=== Your objective ===
Your reply must consist of the data below, reproduced character for character.
Task material Start Marker
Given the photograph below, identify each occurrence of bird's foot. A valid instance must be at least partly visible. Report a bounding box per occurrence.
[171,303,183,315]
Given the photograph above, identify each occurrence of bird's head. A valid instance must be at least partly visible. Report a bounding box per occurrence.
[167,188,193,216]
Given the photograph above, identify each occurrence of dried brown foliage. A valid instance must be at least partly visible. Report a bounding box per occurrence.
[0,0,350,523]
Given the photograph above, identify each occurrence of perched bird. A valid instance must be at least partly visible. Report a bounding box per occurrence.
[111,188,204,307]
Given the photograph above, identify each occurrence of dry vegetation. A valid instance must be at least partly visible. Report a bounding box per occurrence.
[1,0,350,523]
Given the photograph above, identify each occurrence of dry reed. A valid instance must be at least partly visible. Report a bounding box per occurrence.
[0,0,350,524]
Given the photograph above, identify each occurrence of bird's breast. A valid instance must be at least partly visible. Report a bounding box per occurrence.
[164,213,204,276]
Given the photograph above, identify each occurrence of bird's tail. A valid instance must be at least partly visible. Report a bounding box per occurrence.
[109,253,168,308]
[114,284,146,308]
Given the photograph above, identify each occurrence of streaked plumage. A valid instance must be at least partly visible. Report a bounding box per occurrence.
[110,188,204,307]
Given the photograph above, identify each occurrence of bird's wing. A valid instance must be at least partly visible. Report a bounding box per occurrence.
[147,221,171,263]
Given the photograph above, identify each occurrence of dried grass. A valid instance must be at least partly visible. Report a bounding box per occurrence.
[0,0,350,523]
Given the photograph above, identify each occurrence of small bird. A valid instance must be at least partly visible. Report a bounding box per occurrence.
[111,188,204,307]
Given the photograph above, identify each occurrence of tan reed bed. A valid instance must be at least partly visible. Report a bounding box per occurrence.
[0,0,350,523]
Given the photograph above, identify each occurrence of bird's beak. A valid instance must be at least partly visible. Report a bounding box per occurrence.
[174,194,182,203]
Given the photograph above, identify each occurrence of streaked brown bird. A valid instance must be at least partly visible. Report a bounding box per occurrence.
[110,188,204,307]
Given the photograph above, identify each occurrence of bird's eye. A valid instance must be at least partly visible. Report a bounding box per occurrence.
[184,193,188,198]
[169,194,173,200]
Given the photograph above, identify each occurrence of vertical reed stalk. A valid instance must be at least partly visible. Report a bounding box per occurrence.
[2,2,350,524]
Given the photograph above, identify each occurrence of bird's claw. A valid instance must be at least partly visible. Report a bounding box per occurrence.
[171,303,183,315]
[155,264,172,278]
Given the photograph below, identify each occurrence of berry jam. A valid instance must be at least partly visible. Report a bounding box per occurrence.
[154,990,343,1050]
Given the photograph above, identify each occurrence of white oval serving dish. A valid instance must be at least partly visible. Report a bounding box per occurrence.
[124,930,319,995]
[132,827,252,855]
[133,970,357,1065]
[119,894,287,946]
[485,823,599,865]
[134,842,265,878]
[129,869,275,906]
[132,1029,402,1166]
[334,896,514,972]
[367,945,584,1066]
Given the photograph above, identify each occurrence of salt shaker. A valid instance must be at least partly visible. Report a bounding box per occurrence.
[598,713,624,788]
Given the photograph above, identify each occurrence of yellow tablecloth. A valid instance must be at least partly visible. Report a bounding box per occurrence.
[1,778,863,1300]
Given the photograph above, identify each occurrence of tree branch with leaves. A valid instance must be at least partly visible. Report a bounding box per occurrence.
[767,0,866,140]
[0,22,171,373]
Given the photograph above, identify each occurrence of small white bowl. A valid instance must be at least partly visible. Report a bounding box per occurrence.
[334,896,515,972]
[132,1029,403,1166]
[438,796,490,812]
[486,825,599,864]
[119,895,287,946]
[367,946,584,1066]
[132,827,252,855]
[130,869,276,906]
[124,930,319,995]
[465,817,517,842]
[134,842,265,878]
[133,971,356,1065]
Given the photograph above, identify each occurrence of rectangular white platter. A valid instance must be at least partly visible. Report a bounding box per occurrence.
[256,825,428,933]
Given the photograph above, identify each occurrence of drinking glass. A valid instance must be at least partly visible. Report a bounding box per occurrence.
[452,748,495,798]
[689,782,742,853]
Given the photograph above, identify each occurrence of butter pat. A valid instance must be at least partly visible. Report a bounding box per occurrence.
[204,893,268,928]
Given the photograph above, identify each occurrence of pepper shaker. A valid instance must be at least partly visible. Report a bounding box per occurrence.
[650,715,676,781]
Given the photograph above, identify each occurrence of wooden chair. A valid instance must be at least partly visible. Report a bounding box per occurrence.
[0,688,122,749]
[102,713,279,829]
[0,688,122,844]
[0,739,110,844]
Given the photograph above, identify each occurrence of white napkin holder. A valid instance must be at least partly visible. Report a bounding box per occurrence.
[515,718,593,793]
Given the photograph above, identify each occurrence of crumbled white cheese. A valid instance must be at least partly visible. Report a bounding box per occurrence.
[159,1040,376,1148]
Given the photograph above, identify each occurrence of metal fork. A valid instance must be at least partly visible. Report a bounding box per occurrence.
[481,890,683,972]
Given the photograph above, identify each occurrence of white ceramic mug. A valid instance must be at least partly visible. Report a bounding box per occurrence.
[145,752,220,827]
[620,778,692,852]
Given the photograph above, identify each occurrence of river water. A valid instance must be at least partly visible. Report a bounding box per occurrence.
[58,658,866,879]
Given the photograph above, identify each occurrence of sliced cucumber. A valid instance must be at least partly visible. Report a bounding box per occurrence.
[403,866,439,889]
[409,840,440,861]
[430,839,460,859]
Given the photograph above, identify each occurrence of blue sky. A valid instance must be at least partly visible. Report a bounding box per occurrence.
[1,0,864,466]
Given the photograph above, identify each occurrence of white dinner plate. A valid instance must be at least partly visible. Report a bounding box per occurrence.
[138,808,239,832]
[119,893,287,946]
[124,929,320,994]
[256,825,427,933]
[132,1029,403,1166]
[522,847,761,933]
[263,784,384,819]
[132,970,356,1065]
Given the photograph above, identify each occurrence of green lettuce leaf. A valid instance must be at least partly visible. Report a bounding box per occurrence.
Task material End Marker
=== Worked solution ===
Given the photograph below, identify each occurrence of bird's foot. A valid instance must be at least partly visible. Report a bounding box per occurrence.
[171,303,183,315]
Given the photograph above, identify each occurrence of bird's head. A valid instance must be at least partly visible. Report a bounding box per occurrence.
[167,188,193,216]
Given the photograph above, identify each occurrence of dried brown foliage. A valid instance must be at least partly visible. Report a bounding box per occurrence.
[0,0,350,523]
Given the photograph above, identify each occurrence of perched bird. A valid instance must be at least partly visible. Report a bounding box per occurrence.
[111,188,204,307]
Given the photograph above, identify each occurrence of dry vegetation. A valid instance must be at least partly visible. Report a bounding box per occurrence.
[1,0,350,523]
Given the photograph above, identify each occurrence of dry reed. A valid instance must be at least partly visible. Report a bounding box per occurrence.
[0,0,350,524]
Given the photograph above, identify each occurrence of bird's breast. A valid instance must be at least partly visible. Report a bounding box per occurrence.
[164,213,204,276]
Given the photograph above, identify each occurrence of bird's tail. A valid instance must be at least partly visible. Report a bounding box per occurrence.
[109,253,168,308]
[114,284,146,308]
Given the photograph above, identify each occurrence of streaked plumage. A valid instance must be at least partly visible. Report a bounding box per occurrence.
[110,188,204,307]
Given the photograph above, identify each occurrence of bird's wing. A valid instance must be at least partly visible. Report a bounding box per occurrence.
[147,221,171,263]
Given the photograph above, identify each occurrence of dried grass. A valid instance must be at least partly visible. Report a bounding box per occurrence.
[0,0,350,523]
Given the photograph above, identify each occurrence of small bird. A valid instance must be at least partly visible. Report a bounding box per occurrence.
[111,188,204,307]
Given the photograph above, identify each occurrence of tan reed bed. A valid instance must be at least partly visible. Report a bounding box per occurrence.
[0,0,350,523]
Given the photograph above, identify each occurrence of bird's beak. A valid instance must be at least partly visible. Report a bounding box per occurrence.
[174,194,182,203]
Given the photograph above, identify each occurrence of streaked brown bird. A valid instance must be at least partly visible. Report a bounding box per occurrence.
[110,188,204,307]
Given the photograph above, identify each occurrence of bird's eye. A valid instance must be at least partly visible. Report a bounding box per occurrence.
[184,193,188,198]
[169,194,173,200]
Given the photograph above, identify each occurrence of vertical reed stalk. A valid instance must be at least partly visible. Report a bounding box per occurrence.
[2,2,350,524]
Given the photograph above, identify each occurrence of bird's claw. A valid instance must be at least partly visible. Report a bounding box per occurrence.
[171,303,183,315]
[155,264,172,278]
Given the photograph below, identify each occurrence of berry jam. A valid instance must be at least partly visible. Report a bounding box per occurrence.
[154,990,343,1050]
Given the photograph above, identify each occurrence of white oval serving dish. A valid instance must be at least partly visible. Report a bounding box per occurrence.
[124,930,319,995]
[132,827,252,855]
[133,970,357,1065]
[119,894,287,946]
[485,823,599,865]
[134,842,265,878]
[129,869,275,906]
[132,1029,402,1166]
[334,896,514,972]
[367,945,584,1066]
Given the photograph above, identify each occurrence of salt shaker. A valid instance must be at least partly visible. Report a bounding box per occurrence.
[598,713,624,788]
Given the photograph above, identify each occurrence of yellow tablecloth. A valid instance must be at least partly visible. Report a bounding box per occurrence.
[1,778,863,1300]
Given the photograph above, identify each occurrence of tree branch with leaves. A valid instance must be at least partly visible. Report a bounding box per occurrence.
[767,0,866,140]
[0,22,171,373]
Given the photograph above, identify each occurrence of small white bowl. A valid instance must be at least partly visible. Report a bounding box per occurrence.
[334,896,515,972]
[132,1029,403,1166]
[438,796,490,812]
[486,825,599,864]
[119,895,287,946]
[367,946,584,1066]
[132,827,252,855]
[130,869,276,906]
[124,930,319,995]
[465,817,517,842]
[134,842,265,878]
[133,971,356,1065]
Given the photograph above, identify each occurrence of rectangular white platter. A valid instance must be at least partly visible. Report a bounding box per occurrence.
[256,825,428,933]
Given the photograph above, identify each occurrence of drinking glass. A valid instance must be at least partly visible. Report a bounding box per occurrence.
[452,748,495,798]
[689,782,742,853]
Given the photograph above, identify each occurrence of butter pat. A valid instance must be at least partly visible. Report a bounding box per occurrence.
[204,893,268,928]
Given the photograph above, identify each occurrence of pepper shaker. A valid instance must be at least partly visible. Report a bounding box per occurrence.
[650,715,676,781]
Given the photograph above, identify each occurrence of wooden chair. A valid instance must be at least partly visible. Report a bounding box per occurrence.
[0,688,122,749]
[102,713,279,829]
[0,688,122,844]
[0,739,110,844]
Given the photograph above, identify each occurrence of white napkin holder. A valid instance must be at least partly visible. Report a bounding box per occurrence.
[515,718,593,793]
Given the photograph above, identify each occurrence of crumbled white cheese. A valid instance must be at least partly visible. Report a bounding box per occurrence.
[159,1040,376,1148]
Given the photograph above, identify each occurrence of metal fork. A valid instance must be at least partly visible. Report a bounding box per occurrence.
[481,890,683,972]
Given the photograph above, identify each occurrence of white ceramic mug. A valid instance must be at least partly visible. Report a bounding box per occurrence.
[145,752,220,827]
[620,778,692,852]
Given the photograph above, identify each occurrence of river water. A valid instance must be at least partly visible. Report a bounding box per occurrence.
[58,658,866,879]
Given the photograph above, identify each occurrence of sliced cucumber. A valid instance must be at least partly visible. Report a bounding box per occurrence.
[403,866,439,889]
[409,840,440,861]
[430,839,460,859]
Given the photograph above, identify each occurrence of blue sky. A valid instance must be at least partly visible. Report a bounding box per occurrence.
[1,0,864,466]
Given the photograph above, identify each occurrence of white dinner plate. A valid instance must be at least partly visible. Report a bounding box per occurrence.
[138,808,239,832]
[119,893,287,946]
[124,929,320,994]
[256,825,427,933]
[132,1029,403,1166]
[522,847,761,933]
[263,784,384,819]
[132,970,356,1065]
Given the photograph above, identify each occurrence of green lettuce leaf. A valid instance must be at least partly visible. Report a bounding box per occurrence.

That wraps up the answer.